▸ **Provided data**
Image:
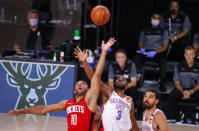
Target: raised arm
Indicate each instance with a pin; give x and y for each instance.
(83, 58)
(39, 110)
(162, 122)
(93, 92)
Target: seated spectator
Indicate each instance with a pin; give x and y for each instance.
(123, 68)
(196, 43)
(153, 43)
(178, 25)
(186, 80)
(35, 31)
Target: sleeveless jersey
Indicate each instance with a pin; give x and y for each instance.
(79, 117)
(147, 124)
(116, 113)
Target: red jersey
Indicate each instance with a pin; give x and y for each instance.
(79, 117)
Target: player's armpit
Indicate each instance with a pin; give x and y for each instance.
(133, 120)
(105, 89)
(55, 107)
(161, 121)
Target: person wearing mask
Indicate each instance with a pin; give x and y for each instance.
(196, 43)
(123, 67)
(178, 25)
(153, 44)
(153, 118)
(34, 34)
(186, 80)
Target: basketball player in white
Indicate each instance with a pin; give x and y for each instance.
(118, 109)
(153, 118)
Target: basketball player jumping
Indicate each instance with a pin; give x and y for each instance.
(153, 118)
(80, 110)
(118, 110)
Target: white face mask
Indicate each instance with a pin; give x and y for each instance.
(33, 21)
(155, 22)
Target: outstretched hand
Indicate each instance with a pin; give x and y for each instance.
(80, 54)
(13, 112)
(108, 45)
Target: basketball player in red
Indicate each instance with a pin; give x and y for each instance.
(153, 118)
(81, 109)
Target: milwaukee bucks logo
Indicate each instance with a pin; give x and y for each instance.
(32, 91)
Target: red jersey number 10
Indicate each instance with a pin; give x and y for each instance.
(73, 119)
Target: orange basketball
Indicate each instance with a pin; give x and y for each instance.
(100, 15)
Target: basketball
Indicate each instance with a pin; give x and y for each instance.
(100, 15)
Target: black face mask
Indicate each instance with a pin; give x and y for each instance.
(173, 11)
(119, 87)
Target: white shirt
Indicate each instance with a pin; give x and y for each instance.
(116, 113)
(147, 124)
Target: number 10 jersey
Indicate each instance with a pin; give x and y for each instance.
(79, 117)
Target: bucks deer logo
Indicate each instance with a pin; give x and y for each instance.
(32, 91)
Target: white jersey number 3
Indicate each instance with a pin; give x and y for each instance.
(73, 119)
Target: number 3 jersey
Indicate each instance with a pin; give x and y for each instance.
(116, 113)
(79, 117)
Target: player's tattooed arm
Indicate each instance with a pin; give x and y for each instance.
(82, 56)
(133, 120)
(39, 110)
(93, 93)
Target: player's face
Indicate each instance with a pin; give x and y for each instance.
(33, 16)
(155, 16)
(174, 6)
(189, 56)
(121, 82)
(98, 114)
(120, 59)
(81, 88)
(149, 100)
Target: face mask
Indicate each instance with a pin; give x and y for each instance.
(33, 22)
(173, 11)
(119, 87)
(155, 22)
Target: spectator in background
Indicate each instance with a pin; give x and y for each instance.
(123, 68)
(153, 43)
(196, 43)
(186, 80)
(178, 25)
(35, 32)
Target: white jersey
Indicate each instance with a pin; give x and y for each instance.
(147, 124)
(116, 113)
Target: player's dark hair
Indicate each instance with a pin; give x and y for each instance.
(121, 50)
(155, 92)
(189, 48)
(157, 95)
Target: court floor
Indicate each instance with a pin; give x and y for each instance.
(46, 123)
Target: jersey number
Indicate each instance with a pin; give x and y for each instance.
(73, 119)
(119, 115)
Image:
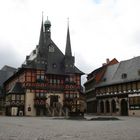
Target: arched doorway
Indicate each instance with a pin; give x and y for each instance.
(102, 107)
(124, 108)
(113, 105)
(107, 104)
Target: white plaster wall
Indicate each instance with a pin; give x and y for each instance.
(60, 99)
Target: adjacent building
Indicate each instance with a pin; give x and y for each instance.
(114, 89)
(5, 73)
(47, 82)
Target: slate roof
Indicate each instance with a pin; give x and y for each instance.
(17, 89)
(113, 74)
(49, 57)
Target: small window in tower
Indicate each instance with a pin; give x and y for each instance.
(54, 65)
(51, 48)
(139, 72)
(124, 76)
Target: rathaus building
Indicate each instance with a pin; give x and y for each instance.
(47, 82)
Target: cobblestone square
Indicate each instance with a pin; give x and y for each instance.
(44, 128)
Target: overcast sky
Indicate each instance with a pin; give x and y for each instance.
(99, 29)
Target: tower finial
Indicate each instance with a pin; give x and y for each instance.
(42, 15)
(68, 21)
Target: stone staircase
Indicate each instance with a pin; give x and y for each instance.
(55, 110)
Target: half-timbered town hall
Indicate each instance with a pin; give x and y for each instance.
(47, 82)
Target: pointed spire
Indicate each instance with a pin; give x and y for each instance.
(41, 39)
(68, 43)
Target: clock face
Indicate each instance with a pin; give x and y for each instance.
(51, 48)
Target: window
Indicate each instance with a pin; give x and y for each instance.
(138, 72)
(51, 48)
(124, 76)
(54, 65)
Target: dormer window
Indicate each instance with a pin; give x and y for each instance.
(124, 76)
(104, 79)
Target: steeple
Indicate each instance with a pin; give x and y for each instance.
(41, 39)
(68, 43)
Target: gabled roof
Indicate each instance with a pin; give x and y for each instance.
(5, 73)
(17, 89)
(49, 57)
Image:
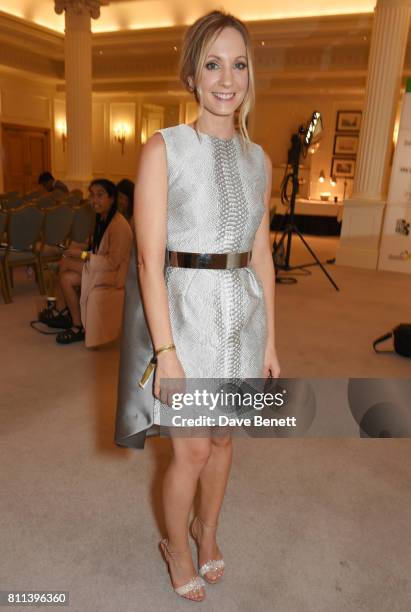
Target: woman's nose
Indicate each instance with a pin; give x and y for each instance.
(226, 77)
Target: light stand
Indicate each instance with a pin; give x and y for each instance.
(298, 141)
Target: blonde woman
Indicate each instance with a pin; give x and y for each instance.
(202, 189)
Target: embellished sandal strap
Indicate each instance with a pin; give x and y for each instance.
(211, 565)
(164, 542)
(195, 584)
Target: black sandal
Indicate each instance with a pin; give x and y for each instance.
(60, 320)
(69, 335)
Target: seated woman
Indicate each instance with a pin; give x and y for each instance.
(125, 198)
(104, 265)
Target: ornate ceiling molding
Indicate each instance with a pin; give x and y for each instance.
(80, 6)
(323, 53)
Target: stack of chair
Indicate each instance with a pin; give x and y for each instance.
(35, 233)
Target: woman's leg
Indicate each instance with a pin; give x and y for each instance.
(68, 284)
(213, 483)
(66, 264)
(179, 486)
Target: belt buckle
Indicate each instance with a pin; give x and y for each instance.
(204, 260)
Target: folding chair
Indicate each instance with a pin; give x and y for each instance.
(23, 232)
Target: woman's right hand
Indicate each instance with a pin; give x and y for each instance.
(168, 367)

▸ **Activity**
The task calls for every line of the data to be returned exactly, without pictures.

▸ **Solved exercise**
Image:
Target: raised arm
Indicate each instance with a pin; give x and y for each instance.
(83, 58)
(39, 110)
(162, 122)
(93, 92)
Target: seated spectator
Indicate each instance with a pin; give x and y for each instance.
(123, 68)
(196, 43)
(153, 43)
(178, 25)
(186, 80)
(35, 31)
Target: sleeveless jersey
Indicate each instance with a pin; give x and y for each instance.
(79, 117)
(147, 124)
(116, 113)
Target: red jersey
Indicate each instance with a pin; give x and y for each instance.
(79, 117)
Target: player's armpit
Indicate each instance with a pin; give x and y for each instance.
(133, 120)
(105, 89)
(55, 107)
(161, 121)
Target: person wearing mask
Indicate each instance with a pin; give x and y for each instance.
(196, 43)
(123, 67)
(178, 25)
(153, 44)
(153, 118)
(34, 34)
(186, 80)
Target: basketball player in white
Indicate each instance with a pin; give x and y for each instance.
(118, 109)
(153, 118)
Target: basketball player jumping
Indicate each instance with a pin; give x and y for each instance.
(153, 118)
(80, 110)
(118, 110)
Target: white face mask
Indicate each instance with a pin; give x and y for each instance.
(33, 21)
(155, 22)
Target: outstretched hand
Indicate each instance with a pin; give x and y for each instance.
(80, 54)
(13, 112)
(108, 45)
Target: basketball player in red
Indicate each instance with a pin; give x and y for each instance.
(153, 118)
(81, 109)
Target: milwaukee bucks logo
Indicate each instance with a pin; give x and y for each instance.
(32, 91)
Target: red jersey number 10
Indicate each instance with a pin; give x and y for each instance.
(73, 119)
Target: orange basketball
Indicate each instance with a pin; give x and y for each instance.
(100, 15)
Target: basketball
Indicate each instance with a pin; give x and y for each instance.
(100, 15)
Target: black face mask
Indicate each instance with a pin; give x and y for each instance.
(173, 11)
(119, 87)
Target: white shirt
Indicate each instance with a pin; give x and y for each instance.
(116, 113)
(147, 124)
Target: number 10 jersey
Indicate each instance with a pin; give x and y for each instance.
(79, 117)
Target: bucks deer logo
Indicate each instance with a pin; give x and y for each instance.
(32, 91)
Target: white jersey number 3
Indicate each instance with a pin; give x and y for each instance.
(73, 119)
Target: number 3 jersey
Indicate each instance with a pin; give x and y for each instance.
(116, 113)
(79, 117)
Target: player's tattooed arm
Indicate each instance with a pin; give x and y for each instance.
(82, 56)
(133, 120)
(39, 110)
(93, 93)
Target: player's face
Indicate each instance with a pin; give x and y for each instance.
(33, 16)
(155, 16)
(174, 6)
(189, 56)
(121, 82)
(98, 114)
(120, 59)
(81, 88)
(149, 100)
Target: face mask
Indicate each instance with a pin; give x and y for each instance.
(33, 22)
(173, 11)
(119, 87)
(155, 22)
Target: spectator in background
Indicate each instance with a pin; give x and y for each instance.
(123, 68)
(153, 43)
(196, 43)
(186, 80)
(178, 25)
(35, 32)
Target: white jersey
Indicate each instance with a pin; give x and y for each instance.
(147, 124)
(116, 113)
Target: player's dark hair
Indicate each instance with a pin; give x and y for each instance.
(121, 50)
(155, 92)
(189, 48)
(157, 95)
Target: court floor
Indicate each instance with a pin; give x and y for each instance.
(46, 123)
Target: jersey number
Indicate each instance with a pin; give x and y for each instance.
(73, 119)
(119, 115)
Image:
Target: arched doorway
Indicate each instance with a pin; give x and y for each instance.
(102, 107)
(124, 108)
(113, 105)
(107, 104)
Target: white plaster wall
Indicate each instance with a pin; give x and y for each instance.
(60, 99)
Target: adjacent building
Indicate each instance with a pin; give x and y for each instance.
(114, 89)
(5, 73)
(47, 82)
Target: slate roof
Indicate each instance with a pin; give x and y for each instance.
(17, 89)
(113, 74)
(49, 57)
Target: small window in tower
Indicate each instance with a pin; give x and y for each instance.
(54, 65)
(51, 48)
(139, 72)
(124, 76)
Target: rathaus building
Indicate each instance with a pin; give x and y for each instance.
(47, 82)
Target: cobblestone square
Indicate each instance with a pin; give x and y for each instance.
(44, 128)
Target: overcast sky
Indicate each instance with a pin; give x and y for each instance.
(99, 29)
Target: tower finial
Indicate each instance with a pin; give x and y for each instance.
(42, 15)
(68, 21)
Target: stone staircase
Indicate each instance with a pin; give x and y for each instance.
(55, 110)
Target: half-timbered town hall
Indicate each instance with a pin; give x and y for each instance.
(47, 82)
Target: pointed spire
Indicate each instance with a pin; give x and y for each instance.
(41, 39)
(68, 43)
Target: clock face
Indicate each instance with a pin; give x and y for each instance.
(51, 48)
Target: window
Indicate each instance with a pin; give x and y for each instance.
(138, 72)
(51, 48)
(124, 76)
(54, 65)
Target: dormer window
Indicate each instance with a pin; give x and y for each instance.
(124, 76)
(104, 79)
Target: steeple
Indicate each instance with a pin; give x and y for each instance.
(41, 39)
(68, 43)
Target: gabled roof
Indicate each instance with a pin; give x and y for each instance.
(5, 73)
(17, 89)
(49, 57)
Image:
Target: woman's nose
Indicate each instance with a pin; give x and y for each instance.
(226, 77)
Target: light stand
Indicate each instance with a pin; give x and y for each instance.
(298, 141)
Target: blonde woman
Indicate each instance with a pin; give x and y for each instance.
(202, 189)
Target: embellished sandal strap
Indicate each instance with a pin; give x and y for each instance.
(211, 565)
(164, 542)
(195, 584)
Target: black sandal
Indicate each instance with a pin; give x and y for each instance.
(60, 320)
(69, 335)
Target: seated woman
Indicate each instance with a pin; give x and y for each instance.
(125, 198)
(104, 265)
Target: ornate ceiling molding
Indicate each instance with a pin; give x and y for each instance.
(80, 6)
(323, 53)
Target: stack of chair
Indicate each instance with a pin; give x and y for each instance.
(35, 233)
Target: woman's leg
Indicate each instance with a pin; give x and y for each instance.
(68, 284)
(213, 483)
(66, 264)
(179, 486)
Target: belt buckle
Indicate each instance with a pin; give x and y for each instance.
(204, 260)
Target: folding chair
Indicate each instance with a pin; give x and y for each instance.
(23, 232)
Target: woman's right hand
Indicate each instance with a pin; give x and y for each instance.
(168, 367)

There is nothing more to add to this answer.